### [TASK DESCRIPTION]
Each record that follows must be given again without alteration.

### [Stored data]

*****

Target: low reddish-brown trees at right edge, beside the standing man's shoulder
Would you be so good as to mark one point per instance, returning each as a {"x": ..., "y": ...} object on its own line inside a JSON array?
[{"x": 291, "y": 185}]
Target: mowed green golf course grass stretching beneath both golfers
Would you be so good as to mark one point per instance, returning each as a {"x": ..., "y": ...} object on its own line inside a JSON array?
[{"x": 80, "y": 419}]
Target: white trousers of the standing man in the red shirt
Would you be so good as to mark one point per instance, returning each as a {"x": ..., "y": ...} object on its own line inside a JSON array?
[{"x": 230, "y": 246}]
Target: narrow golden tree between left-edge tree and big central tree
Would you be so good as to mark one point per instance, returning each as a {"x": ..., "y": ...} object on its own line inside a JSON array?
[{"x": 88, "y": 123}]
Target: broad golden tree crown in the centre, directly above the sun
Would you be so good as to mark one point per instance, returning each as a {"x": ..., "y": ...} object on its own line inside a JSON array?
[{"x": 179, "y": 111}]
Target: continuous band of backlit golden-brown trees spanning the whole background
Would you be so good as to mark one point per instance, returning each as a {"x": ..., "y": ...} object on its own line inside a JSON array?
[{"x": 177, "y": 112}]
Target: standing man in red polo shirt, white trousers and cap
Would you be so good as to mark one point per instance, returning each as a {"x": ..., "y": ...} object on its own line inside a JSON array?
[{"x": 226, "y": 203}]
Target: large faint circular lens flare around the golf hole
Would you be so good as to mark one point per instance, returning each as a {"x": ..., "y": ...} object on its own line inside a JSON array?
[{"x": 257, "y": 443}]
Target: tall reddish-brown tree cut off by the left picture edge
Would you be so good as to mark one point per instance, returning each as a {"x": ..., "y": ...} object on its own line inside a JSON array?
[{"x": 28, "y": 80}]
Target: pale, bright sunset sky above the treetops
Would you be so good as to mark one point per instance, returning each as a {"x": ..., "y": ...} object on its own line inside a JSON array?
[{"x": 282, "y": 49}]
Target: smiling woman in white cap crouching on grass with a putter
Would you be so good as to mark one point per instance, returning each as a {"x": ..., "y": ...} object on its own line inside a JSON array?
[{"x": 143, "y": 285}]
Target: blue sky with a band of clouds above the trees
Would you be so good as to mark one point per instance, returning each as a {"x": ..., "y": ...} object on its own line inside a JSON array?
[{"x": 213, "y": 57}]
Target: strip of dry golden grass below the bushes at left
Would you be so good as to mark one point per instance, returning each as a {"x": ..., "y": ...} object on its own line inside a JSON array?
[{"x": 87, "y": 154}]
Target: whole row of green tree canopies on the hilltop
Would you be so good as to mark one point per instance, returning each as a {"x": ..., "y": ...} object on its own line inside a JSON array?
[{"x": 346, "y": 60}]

*****

### [WRITTEN SOLUTION]
Target: low reddish-brown trees at right edge, beside the standing man's shoulder
Would you be so good as to mark one point per instance, returning each as a {"x": ..., "y": ...} object on its own line inside a JSON array?
[{"x": 291, "y": 185}]
Target: mowed green golf course grass stretching beneath both golfers
Would you be so good as to mark one point per instance, returning each as a {"x": ..., "y": ...} object on its own line inside a JSON array?
[{"x": 80, "y": 419}]
Target: white trousers of the standing man in the red shirt
Would you be so good as to mark one point per instance, returning each as a {"x": ..., "y": ...} object on its own line inside a JSON array?
[{"x": 230, "y": 246}]
Target: narrow golden tree between left-edge tree and big central tree
Would you be so good as to mark one point per instance, returning each as a {"x": ..., "y": ...} object on its own line inside a JSON array?
[{"x": 88, "y": 123}]
Target: broad golden tree crown in the centre, directly above the sun
Would you be so good as to mark one point per instance, returning each as a {"x": ..., "y": ...} object on its own line inside a JSON array?
[{"x": 179, "y": 111}]
Target: continuous band of backlit golden-brown trees spanning the whole background
Would you be so good as to mark one point per instance, returning each as a {"x": ..., "y": ...} object on its own line inside a JSON array?
[{"x": 177, "y": 112}]
Target: standing man in red polo shirt, white trousers and cap
Would you be so good as to mark one point per instance, returning each as a {"x": ..., "y": ...} object on its own line inside a JSON array?
[{"x": 226, "y": 203}]
Target: large faint circular lens flare around the golf hole
Would you be so good as to mark one point per instance, returning each as a {"x": ..., "y": ...} object on its own line inside a JSON array?
[{"x": 257, "y": 443}]
Target: tall reddish-brown tree cut off by the left picture edge
Would you be so good as to mark one point per instance, returning each as a {"x": ..., "y": ...} object on its own line inside a JSON array?
[{"x": 28, "y": 80}]
Target: pale, bright sunset sky above the treetops
Would you be so good as to mark one point per instance, returning each as a {"x": ..., "y": ...} object on its own line inside a JSON array?
[{"x": 282, "y": 49}]
Target: smiling woman in white cap crouching on grass with a putter
Would you be so good as to mark one point per instance, returning each as a {"x": ..., "y": ...} object on its own line inside a JSON array?
[{"x": 143, "y": 285}]
Target: blue sky with a band of clouds above the trees
Would you be so good as to mark one point per instance, returning each as a {"x": ..., "y": ...} object on its own line inside a JSON array?
[{"x": 213, "y": 57}]
Target: strip of dry golden grass below the bushes at left
Would you be so good as to mark one point per instance, returning each as a {"x": ..., "y": ...} object on its own line inside a JSON array?
[{"x": 87, "y": 154}]
Target: whole row of green tree canopies on the hilltop
Would you be so good as to mark one point per instance, returning each as a {"x": ..., "y": ...} object on its own line inside a JSON array?
[{"x": 346, "y": 60}]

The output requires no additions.